↓↓↓

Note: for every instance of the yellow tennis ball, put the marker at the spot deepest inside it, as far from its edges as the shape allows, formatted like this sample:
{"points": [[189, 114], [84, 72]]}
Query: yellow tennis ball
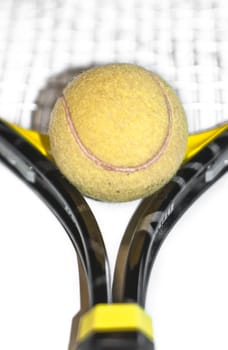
{"points": [[118, 132]]}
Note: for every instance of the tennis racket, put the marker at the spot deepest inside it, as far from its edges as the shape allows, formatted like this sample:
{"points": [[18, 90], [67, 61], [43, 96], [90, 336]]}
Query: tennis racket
{"points": [[122, 324], [199, 77]]}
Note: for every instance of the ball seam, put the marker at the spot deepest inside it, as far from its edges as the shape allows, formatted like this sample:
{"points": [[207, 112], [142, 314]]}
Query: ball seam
{"points": [[109, 166]]}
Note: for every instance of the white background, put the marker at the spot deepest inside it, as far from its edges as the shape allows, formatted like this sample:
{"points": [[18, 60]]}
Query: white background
{"points": [[39, 293]]}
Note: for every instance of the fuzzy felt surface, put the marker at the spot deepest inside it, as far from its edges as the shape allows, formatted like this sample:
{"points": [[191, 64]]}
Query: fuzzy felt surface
{"points": [[124, 116]]}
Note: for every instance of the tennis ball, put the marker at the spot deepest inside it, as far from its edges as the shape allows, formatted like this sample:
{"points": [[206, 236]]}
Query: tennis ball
{"points": [[118, 132]]}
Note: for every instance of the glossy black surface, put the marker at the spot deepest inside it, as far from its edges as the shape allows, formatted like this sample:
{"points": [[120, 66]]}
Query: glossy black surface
{"points": [[156, 216], [117, 341]]}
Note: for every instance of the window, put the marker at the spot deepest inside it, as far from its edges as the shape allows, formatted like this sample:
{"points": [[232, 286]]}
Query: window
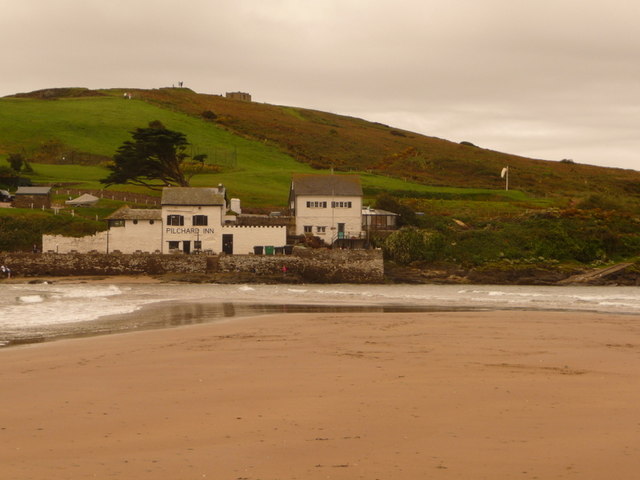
{"points": [[200, 220], [175, 220]]}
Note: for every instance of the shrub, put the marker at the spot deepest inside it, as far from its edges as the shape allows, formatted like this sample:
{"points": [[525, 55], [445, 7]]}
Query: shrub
{"points": [[410, 244]]}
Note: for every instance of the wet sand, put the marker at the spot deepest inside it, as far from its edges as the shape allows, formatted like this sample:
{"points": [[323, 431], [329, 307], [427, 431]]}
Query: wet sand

↑↑↑

_Short task_
Copy out all of the records above word for word, leaving out the pictures.

_Written solution_
Note: for every instance of the yellow tennis ball, put the marker at the spot deepest inside it, as far from its edges as the shape allows, formatted like this sample:
{"points": [[189, 114], [84, 72]]}
Query: yellow tennis ball
{"points": [[118, 132]]}
Note: for every instance of the tennis racket, put the marker at the spot deepest inside it, as far from its edges as the shape allows, formatted like this sample:
{"points": [[18, 90], [67, 61], [43, 96], [90, 336]]}
Query: tennis racket
{"points": [[122, 324], [199, 77]]}
Note: for every instance of the ball seam, put the marker at the spot deepest inside it, as far from its edges as the shape allows, formatted like this sample:
{"points": [[207, 112], [142, 314]]}
Query: ball seam
{"points": [[109, 166]]}
Note: for every instance of the white background, put the marker at the spot deepest inside it, as far from its edges as the shape allows, formatted like this sample:
{"points": [[18, 60]]}
Query: white background
{"points": [[39, 293]]}
Note: for every instance of the fuzzy felt surface, put the marker at the spot deepest inside it, as far from its edges as the shape allows, formatted like this sample:
{"points": [[191, 64]]}
Query: fuzzy felt surface
{"points": [[124, 116]]}
Note: for every instance of the tennis ball, put the marker at the spot deepest inside it, as far from its edges as the shape allows, formatted like this sample:
{"points": [[206, 236]]}
Query: tennis ball
{"points": [[118, 132]]}
Note: for every instance of the glossy black surface, put the marker at the spot deepest inside it, as far from its edges as the shape allows, formatted like this sample:
{"points": [[120, 66]]}
Query: glossy black surface
{"points": [[156, 216], [117, 341]]}
Note: for every instance of the window, put the marker at the spot deepest inside it, as far from its edges as the shape allows, formatted like this sample:
{"points": [[232, 286]]}
Query: window
{"points": [[200, 220], [175, 220]]}
Note: for every instance of the shrub, put the marker at the spot deepest inside it, as far from its edges as the shape allows, formatted like this sample:
{"points": [[525, 55], [445, 7]]}
Query: shrub
{"points": [[410, 244]]}
Note: for every instance of the wet sand, put the marker at the spot deepest inside it, as far from its edges as the shape allows, formatted like this sample:
{"points": [[323, 431], [329, 307], [427, 431]]}
Query: wet sand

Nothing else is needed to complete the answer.